- [Information supplied]
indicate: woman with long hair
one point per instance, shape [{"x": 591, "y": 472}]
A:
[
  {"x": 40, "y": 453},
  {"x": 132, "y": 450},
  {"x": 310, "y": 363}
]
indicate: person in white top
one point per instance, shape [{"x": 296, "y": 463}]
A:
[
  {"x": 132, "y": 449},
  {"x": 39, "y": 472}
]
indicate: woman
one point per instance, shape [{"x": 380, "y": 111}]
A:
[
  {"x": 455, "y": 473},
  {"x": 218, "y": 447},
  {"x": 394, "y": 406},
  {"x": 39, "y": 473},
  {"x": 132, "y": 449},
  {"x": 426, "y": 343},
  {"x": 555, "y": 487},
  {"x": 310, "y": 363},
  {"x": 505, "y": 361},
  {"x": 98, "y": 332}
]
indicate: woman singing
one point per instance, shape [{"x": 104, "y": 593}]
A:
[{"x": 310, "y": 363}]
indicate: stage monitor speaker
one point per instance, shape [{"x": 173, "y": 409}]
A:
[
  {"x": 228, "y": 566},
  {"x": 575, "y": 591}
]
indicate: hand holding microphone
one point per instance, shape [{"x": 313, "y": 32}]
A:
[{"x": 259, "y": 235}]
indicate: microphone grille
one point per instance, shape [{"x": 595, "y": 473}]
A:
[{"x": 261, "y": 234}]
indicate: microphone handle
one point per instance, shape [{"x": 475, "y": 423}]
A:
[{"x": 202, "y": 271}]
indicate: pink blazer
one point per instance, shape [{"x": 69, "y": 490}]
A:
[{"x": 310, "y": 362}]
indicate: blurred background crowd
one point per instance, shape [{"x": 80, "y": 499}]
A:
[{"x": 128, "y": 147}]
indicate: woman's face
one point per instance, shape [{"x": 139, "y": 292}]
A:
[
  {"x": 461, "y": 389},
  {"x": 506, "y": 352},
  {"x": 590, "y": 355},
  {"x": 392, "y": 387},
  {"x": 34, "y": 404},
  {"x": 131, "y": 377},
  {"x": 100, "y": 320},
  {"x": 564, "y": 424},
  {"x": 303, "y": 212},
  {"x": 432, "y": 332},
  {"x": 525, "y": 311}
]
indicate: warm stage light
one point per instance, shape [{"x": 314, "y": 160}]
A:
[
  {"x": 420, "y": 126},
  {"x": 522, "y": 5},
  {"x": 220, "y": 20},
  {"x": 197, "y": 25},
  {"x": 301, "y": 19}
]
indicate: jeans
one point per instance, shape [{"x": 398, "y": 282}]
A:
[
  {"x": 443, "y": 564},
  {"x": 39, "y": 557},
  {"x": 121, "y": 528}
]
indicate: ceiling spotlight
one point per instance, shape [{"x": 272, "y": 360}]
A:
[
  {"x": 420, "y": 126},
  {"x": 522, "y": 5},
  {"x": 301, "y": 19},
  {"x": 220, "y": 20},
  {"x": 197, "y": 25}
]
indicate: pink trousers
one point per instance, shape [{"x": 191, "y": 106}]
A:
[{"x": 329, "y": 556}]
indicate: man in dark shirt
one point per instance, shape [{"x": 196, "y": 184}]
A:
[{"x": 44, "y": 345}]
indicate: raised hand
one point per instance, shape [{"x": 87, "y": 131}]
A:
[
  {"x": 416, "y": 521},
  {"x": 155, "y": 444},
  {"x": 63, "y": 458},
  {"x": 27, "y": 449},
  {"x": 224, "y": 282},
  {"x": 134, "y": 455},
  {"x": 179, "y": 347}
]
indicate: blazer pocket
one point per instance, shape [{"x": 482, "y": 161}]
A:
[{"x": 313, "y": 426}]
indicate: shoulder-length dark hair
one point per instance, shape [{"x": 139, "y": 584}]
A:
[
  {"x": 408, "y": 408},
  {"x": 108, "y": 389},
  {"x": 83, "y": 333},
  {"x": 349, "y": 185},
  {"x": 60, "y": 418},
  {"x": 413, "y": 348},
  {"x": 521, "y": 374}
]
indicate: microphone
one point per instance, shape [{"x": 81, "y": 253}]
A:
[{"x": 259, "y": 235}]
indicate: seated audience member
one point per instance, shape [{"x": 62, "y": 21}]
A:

- [What this task involves] Rewrite all of the material above, replacing every occurrence of "indicate" with "locate" and leaving everything else unchanged.

- [Solution to the exercise]
locate: woman with long hair
one point per instance, shape [{"x": 591, "y": 472}]
A:
[
  {"x": 40, "y": 453},
  {"x": 132, "y": 450},
  {"x": 310, "y": 363}
]
locate: person in white top
one point per instance, shape [{"x": 296, "y": 463}]
A:
[
  {"x": 132, "y": 449},
  {"x": 39, "y": 472}
]
locate: woman
one point per instance, shape [{"x": 380, "y": 111}]
A:
[
  {"x": 455, "y": 473},
  {"x": 218, "y": 447},
  {"x": 394, "y": 406},
  {"x": 39, "y": 473},
  {"x": 132, "y": 449},
  {"x": 426, "y": 343},
  {"x": 555, "y": 487},
  {"x": 310, "y": 363},
  {"x": 505, "y": 361},
  {"x": 98, "y": 332}
]
locate: woman singing
one point per instance, shape [{"x": 104, "y": 593}]
A:
[{"x": 310, "y": 363}]
locate: stage monitor speaker
one point per instance, shape [{"x": 173, "y": 409}]
A:
[
  {"x": 228, "y": 566},
  {"x": 575, "y": 591}
]
locate: hand holding microphone
one point per instance, shape [{"x": 313, "y": 32}]
A:
[{"x": 259, "y": 235}]
locate: microphone grille
one point per instance, shape [{"x": 595, "y": 473}]
A:
[{"x": 261, "y": 234}]
locate: microphone handle
one point per instance, shape [{"x": 475, "y": 423}]
A:
[{"x": 202, "y": 271}]
locate: pink blazer
one point per instance, shape [{"x": 69, "y": 490}]
A:
[{"x": 310, "y": 362}]
locate: blurred background crowd
one point per instance, shape [{"x": 80, "y": 499}]
A:
[{"x": 128, "y": 147}]
locate: woman's face
one point per instance, shape [{"x": 139, "y": 292}]
A:
[
  {"x": 461, "y": 389},
  {"x": 506, "y": 352},
  {"x": 590, "y": 355},
  {"x": 392, "y": 387},
  {"x": 34, "y": 404},
  {"x": 131, "y": 377},
  {"x": 100, "y": 320},
  {"x": 564, "y": 424},
  {"x": 303, "y": 212},
  {"x": 432, "y": 332},
  {"x": 525, "y": 311}
]
locate: warm stage light
one point per instance, shape [{"x": 314, "y": 160}]
A:
[
  {"x": 420, "y": 126},
  {"x": 522, "y": 5},
  {"x": 220, "y": 20},
  {"x": 197, "y": 25},
  {"x": 301, "y": 19}
]
locate: jeans
one point per instance, shape [{"x": 398, "y": 282}]
A:
[
  {"x": 443, "y": 564},
  {"x": 39, "y": 557},
  {"x": 121, "y": 528}
]
locate: ceiling spotlight
one point per instance, shape [{"x": 272, "y": 360}]
A:
[
  {"x": 420, "y": 126},
  {"x": 522, "y": 5},
  {"x": 301, "y": 19},
  {"x": 220, "y": 20},
  {"x": 197, "y": 25}
]
locate: pink trousers
one point per instance, shape [{"x": 191, "y": 106}]
A:
[{"x": 329, "y": 556}]
locate: man in dark shirt
one point per instance, shape [{"x": 196, "y": 184}]
A:
[{"x": 44, "y": 345}]
locate: raised hand
one point per instance, shape [{"x": 87, "y": 131}]
A:
[
  {"x": 416, "y": 521},
  {"x": 155, "y": 444},
  {"x": 63, "y": 458},
  {"x": 27, "y": 449},
  {"x": 224, "y": 282},
  {"x": 134, "y": 455},
  {"x": 179, "y": 347}
]
locate: blazer pocket
one point per instance, shape [{"x": 482, "y": 161}]
A:
[{"x": 313, "y": 426}]
locate: shoulder-length dark hair
one point per instance, shape [{"x": 139, "y": 584}]
A:
[
  {"x": 408, "y": 408},
  {"x": 108, "y": 389},
  {"x": 83, "y": 333},
  {"x": 349, "y": 185},
  {"x": 60, "y": 418},
  {"x": 413, "y": 348},
  {"x": 521, "y": 374}
]
locate: microphone
one point per instance, shape [{"x": 81, "y": 253}]
A:
[{"x": 259, "y": 235}]
locate: seated audience member
one point per instance, shape [{"x": 62, "y": 21}]
A:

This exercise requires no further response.